--- START Passage provided ---
# Rockler Cane hardware



## Groomporter (Oct 5, 2016)

I was playing with my lathe today and trying to make a two-part cane using the hardware that Rockler woodworking sells. http://www.rockler.com/brass-cane-hardware

Any tips on getting the hardware screwed into the pilot holes? They have non-standard threads so I was pretty much stuck using one side to screw the other side in place which meant they got stuck together. Maybe if I use something as a gasket like a "washer" cut out of cardboard, or rubber so they don't screw together as tightly?


----------



## Rodney (Jun 12, 2015)

I'm surprised they're a non standard thread. I would use some sort of spacer to install them too. Doesn't need to be much.

Rodney


----------



## cobalt (Nov 14, 2013)

we have a similar type of product here but the base is screwed in the both parts of the shanks but I usually use epoxy as well then a threaded rod fixes then together so its a three piece job and looks a little longer than the ones you have shown. I suppose a stick supplier would supply them but it would cost to ship


----------



## CV3 (Jan 30, 2014)
--- END Passage provided ---
--- START Provided information ---
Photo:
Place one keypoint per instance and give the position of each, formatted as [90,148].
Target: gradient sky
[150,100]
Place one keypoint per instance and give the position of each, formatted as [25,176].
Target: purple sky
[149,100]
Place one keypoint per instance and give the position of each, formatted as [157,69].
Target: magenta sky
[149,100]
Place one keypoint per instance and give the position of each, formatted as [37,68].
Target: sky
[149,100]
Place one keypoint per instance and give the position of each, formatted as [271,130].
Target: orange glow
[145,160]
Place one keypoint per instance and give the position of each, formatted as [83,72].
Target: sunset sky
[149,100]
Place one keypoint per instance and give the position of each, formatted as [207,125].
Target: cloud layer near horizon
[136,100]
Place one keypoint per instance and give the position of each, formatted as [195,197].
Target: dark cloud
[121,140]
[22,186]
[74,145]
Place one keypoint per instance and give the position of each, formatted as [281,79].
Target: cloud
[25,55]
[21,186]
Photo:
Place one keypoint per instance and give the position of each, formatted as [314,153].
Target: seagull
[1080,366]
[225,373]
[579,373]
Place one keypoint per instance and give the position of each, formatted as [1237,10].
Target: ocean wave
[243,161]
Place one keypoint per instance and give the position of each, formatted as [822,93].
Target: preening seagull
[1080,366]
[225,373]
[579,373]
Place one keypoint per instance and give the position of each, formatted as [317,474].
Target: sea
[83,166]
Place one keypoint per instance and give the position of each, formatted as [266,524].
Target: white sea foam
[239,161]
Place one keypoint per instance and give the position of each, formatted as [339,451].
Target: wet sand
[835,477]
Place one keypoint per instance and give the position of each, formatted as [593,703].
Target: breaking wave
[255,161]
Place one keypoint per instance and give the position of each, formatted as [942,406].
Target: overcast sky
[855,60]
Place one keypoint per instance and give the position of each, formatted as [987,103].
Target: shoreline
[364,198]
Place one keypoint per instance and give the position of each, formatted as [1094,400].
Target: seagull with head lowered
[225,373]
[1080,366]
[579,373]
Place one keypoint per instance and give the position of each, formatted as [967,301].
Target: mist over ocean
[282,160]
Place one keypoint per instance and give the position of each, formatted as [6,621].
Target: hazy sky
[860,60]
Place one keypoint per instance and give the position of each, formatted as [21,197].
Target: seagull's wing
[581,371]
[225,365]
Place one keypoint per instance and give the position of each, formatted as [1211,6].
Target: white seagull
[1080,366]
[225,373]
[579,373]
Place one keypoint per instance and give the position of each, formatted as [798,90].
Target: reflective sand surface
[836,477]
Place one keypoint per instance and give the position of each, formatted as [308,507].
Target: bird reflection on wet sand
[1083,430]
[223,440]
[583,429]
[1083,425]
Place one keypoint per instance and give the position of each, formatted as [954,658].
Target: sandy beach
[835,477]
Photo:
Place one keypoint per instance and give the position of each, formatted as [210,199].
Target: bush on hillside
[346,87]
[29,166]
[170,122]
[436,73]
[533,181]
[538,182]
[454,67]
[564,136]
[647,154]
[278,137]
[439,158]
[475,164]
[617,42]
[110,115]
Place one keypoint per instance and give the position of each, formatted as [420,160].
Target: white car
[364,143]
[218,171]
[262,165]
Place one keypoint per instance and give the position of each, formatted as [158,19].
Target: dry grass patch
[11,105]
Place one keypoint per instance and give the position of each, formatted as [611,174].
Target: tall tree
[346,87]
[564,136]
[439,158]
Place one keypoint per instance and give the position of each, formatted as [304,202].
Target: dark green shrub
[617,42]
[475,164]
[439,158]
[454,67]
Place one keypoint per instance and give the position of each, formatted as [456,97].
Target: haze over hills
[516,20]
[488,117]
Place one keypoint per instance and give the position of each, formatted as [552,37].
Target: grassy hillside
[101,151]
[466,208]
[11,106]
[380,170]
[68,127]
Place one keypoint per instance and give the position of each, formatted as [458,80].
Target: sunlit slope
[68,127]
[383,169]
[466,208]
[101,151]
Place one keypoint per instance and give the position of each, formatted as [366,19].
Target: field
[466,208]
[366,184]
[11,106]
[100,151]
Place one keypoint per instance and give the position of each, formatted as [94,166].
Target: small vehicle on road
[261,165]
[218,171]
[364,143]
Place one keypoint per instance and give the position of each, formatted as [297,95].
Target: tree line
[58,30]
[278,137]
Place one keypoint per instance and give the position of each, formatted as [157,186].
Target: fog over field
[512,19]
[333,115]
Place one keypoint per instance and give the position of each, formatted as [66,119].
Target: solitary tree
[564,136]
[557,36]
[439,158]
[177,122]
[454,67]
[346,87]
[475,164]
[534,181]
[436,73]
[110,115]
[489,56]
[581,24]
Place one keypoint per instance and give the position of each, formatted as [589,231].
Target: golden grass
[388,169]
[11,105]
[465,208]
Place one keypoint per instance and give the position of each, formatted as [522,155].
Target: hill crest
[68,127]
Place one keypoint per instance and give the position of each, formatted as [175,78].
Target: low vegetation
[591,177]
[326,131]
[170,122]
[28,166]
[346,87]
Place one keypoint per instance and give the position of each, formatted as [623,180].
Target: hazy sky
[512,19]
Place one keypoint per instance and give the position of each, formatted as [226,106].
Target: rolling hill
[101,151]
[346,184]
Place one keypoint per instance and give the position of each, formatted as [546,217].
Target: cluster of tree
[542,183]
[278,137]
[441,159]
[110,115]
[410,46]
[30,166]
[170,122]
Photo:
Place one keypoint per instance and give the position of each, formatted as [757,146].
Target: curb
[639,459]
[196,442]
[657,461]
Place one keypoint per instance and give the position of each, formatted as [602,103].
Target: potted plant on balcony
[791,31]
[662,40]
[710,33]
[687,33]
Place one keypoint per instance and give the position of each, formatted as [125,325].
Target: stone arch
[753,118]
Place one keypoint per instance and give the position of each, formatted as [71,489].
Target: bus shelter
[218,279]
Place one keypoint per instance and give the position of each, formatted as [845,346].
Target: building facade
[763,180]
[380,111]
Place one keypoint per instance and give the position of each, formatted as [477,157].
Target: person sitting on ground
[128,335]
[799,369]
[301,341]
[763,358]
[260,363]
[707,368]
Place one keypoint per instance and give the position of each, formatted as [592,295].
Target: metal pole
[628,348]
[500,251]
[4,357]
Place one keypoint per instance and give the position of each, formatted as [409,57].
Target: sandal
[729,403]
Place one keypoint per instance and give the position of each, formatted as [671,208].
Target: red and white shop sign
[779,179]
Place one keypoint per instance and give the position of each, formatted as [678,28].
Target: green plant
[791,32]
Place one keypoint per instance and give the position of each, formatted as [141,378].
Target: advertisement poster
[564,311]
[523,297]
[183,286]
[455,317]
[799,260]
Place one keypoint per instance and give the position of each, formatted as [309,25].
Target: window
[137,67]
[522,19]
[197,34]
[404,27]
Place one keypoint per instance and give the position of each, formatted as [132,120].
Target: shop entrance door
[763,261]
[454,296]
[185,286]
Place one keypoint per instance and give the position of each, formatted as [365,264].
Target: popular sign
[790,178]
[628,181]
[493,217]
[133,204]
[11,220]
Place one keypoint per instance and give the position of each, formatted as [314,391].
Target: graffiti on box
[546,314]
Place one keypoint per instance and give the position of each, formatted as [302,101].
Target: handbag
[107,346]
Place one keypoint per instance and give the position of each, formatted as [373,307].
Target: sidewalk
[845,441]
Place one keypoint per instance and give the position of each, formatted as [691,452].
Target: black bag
--- END Provided information ---
Your task — Pick up the thread on Rockler cane hardware where it ends and keep writing it. The records are separate from the thread on Rockler cane hardware.

Task response —
Hope this will help.
http://go.rockler.com/tech/51056_Cane.pdf


----------



## cobalt (Nov 14, 2013)

check this link out and look up screw joints

http://www.thestickman.co.uk/


----------



## Groomporter (Oct 5, 2016)

I had brought the parts to the hardware store to see if I could find a matching bolt and nut to grip to screw the parts into the pilot holes, but they had nothing to fit. In the end I picked up a short piece of rubber tubing and cut off a half inch piece to put around the threads to protect them while I used a pliers to grip it and screw it into the pilot hole.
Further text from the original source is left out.